“I don’t even really work here!”
June 27, 2015

(a note in advance of more Seinfeld-isms to come, very soon…)Ritz Crackers box_stansberrymasonry dot com

Returning here after more than two years–after I went bye-bye in 2013, after saying Helloooo!–I was tempted toward a good George-ism to capture the moment. Maybe the simple, ebullient “I’m back, baby!”

Or the subversive, Eeyore-ish voicemail he once left Jerry, “Hey, it’s George… Pfft. I’ve got nothing to say.” (BEEP)

But even Costanza comes up short here. (Sorry, George. I’m really sorry. It’s not you, it’s me.) To capture such an unexpected turnabout…I turn to the one-and-only Kramer.

In one of Kramer’s bass-ackwards falls into a legit job (Brand/Leland was the poor, unsuspecting company’s name), his boss called him on the carpet about his output. “I’ve been reviewing your work,” Leland said. “Quite frankly it stinks.”

He went on to tell the Ritz-cracker-smacking Kosmo that he must move on. I don’t even really work here! was Kramer’s crack-me-up reply.

As to why exactly that cracked me up…consider my absence, yes (I don’t even really blog here!)…but do read on.

The What-Happened

My absence was not intentional. Not even in my mind was I gone (although there is that, sometimes.) I still love this blog. I still love this show–even though some of it is not as funny to me as I near 20 years of great marriage and my mid-40s, and seriously/sillily raise 52 children.

(Actually we only have 5 but jokingly refer to “our 52 children” because, despite the joy, the laughter, all that Schmoopie…sometimes the comments, the questions, all that snap, make it seem like we have way more children than we do.) 

Still, much of Seinfeld is as funny to me now as it was when I first discovered it. Some of it is even funnier. Which is why I never meant to, in early 2013, stop adding to this Seinfeld survival guide to Life.

Around that time, in an Seinfeldishly ironic twist, Life dispatched a plane across the landscape of the Bounds family, unfurling a banner that read “Survive this”–and started dropping circumstantial bombs. We wanted to yada yada yada over the whole thing…in the George-negative, not the Elaine-positive way.

Then came a Newman-ic depressive phase. You know, where you’re denouncing vegetables and calling for shots and doing other foolish things that have people wiser than you saying life-saving things to you like you better think again, mojumbo.

The dance of Life didn’t halt, per se, during that time. It just shifted into a full-body-dry-heave kind of dance. Arms flailing, legs akimbo. Feet moving the family halfway across the country…that sort of thing.

Meanwhile, in another ironic, Seinfeldian twist during that long hiatus…this blog’s readership took off across the two years I stopped writing. See for yourself:Seinfeld-ism stats on WordPress 2010-2015

I can hear George now: Your chances of success in this blog are only hurt by you continuing to write it.

Even with that attractive power of the Opposite apparently boosting my work, I still stayed away. Then, later, an idea: If I get back into it someday, I’ll do some new material then get out. Take a bow. Cue the curtain drop.

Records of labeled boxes

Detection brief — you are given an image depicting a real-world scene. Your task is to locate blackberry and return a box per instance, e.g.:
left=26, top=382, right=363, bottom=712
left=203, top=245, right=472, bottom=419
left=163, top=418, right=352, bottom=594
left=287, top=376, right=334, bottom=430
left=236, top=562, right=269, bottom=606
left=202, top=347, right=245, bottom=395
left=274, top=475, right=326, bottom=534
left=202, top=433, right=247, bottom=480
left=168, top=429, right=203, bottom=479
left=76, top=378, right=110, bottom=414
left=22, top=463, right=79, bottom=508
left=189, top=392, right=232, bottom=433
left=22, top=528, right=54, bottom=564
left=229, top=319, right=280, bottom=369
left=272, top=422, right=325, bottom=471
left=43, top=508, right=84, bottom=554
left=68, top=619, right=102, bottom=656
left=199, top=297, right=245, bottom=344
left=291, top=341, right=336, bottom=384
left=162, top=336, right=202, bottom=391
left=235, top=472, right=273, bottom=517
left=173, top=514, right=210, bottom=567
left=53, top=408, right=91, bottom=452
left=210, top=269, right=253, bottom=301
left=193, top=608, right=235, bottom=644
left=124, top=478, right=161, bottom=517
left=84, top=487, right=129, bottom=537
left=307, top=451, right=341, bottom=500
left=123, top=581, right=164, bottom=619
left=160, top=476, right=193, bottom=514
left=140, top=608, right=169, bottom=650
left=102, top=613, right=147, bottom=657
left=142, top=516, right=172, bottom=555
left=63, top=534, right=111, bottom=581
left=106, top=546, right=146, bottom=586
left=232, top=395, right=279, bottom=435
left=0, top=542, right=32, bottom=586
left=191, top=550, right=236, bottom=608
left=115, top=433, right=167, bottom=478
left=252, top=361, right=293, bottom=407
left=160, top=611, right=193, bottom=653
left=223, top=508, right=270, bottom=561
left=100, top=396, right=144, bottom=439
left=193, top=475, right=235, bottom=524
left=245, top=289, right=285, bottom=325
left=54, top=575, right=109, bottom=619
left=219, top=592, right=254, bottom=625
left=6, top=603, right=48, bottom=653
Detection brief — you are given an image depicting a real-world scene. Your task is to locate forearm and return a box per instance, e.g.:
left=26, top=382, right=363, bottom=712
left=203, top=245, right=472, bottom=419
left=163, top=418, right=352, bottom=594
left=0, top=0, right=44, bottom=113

- Direction 1 -
Can you reproduce the Seinfeld blog post from "As to why exactly" up to and including "than we do.)"?
- Direction 2 -
How would the Seinfeld blog post go on after its final sentence? Write the next part.

- Task output 1 -
As to why exactly that cracked me up…consider my absence, yes (I don’t even really blog here!)…but do read on.

The What-Happened

My absence was not intentional. Not even in my mind was I gone (although there is that, sometimes.) I still love this blog. I still love this show–even though some of it is not as funny to me as I near 20 years of great marriage and my mid-40s, and seriously/sillily raise 52 children.

(Actually we only have 5 but jokingly refer to “our 52 children” because, despite the joy, the laughter, all that Schmoopie…sometimes the comments, the questions, all that snap, make it seem like we have way more children than we do.)

- Task output 2 -
Then, much later–nearing the debut of the get-out plan–the plan got a good-surprise “Get out!” push.

The Times

Seinfeld cracking me up over Life itself–for me and for those around me–is what led me to launch this blog-ode to the series on July 5, 2010. Five years to the day, that is, coming up here soon. The final-bow plans came up about a year ago. I crafted a Seinfeld-ism “bucket list.”

While I dabbled with the plan–fast headed to the five-year anniversary–yet another Seinfeldian twist occurred: my blog got linked in the New York Times. This week. (Scroll down to the “George’s love of cheese” line.)

I can hear Jerry now: Costanza*…Benes**…Bounds***?!

*Recall George’s hand-clapping joy over a “NEW YORK YANKEES!” job.
**Recall Elaine’s hip-swinging joy over a “NEW YORKER!” gig.
***Pardon my laptop-tapping joy over a NEW YORK TIMES! nibble.

The New York Times exposure leaves me grinning a la Jerry’s “And you want to be my latex salesman” grin AND looking unfazed a la Newman’s “Hi-lar-ious” deadpan face. Not at the New York Times. At literary agents. Because back in 2010, when I started this blog, I had been trying to publish this material as a book.

The rejection-letter emails that followed (coming mostly from literary agents based in NEW YORK CITY) are best summarized by this one line from one such agent:

“I don’t think anyone outside of New York is really that interested still in Seinfeld.”

Cue the look on my face akin to Jerry’s when that Donna Chang gal he was dating used the word ridicurous.

The High Note

Scores of Seinfeld lines come to mind in witty retort to that agent’s comment. But I’ll just end where I began here and reach back into the Kramer-working-for-Brand/Leland episode. The morn of Kramer’s first day on the job, Jerry saw Kramer in a suit and tie and–dazed and Uncle-Leo-level-confused at his notoriously jobless friend now gloriously dressed for a job–Jerry said, “How long have I been asleep? What year is this?”

Have you been asleep? I wanted to say to that agent. Do you know what year it is?

Seinfeld has conquered the world!

That was 8 years ago.

Now look at Hulu.

“That people will only watch television like this in the future is so obvious,” Jerry himself cracked-wise at the April announcement to the world of the Seinfeld/Hulu duo.

Yes it is, Jerry. Yes it is.

So now I turn to George, to do as he once did and–as he learned from Jerry (“Showmanship, George!”)–get out on a high note.

Time to publish that book myself.

(Giddy-up!)

Stay tuned.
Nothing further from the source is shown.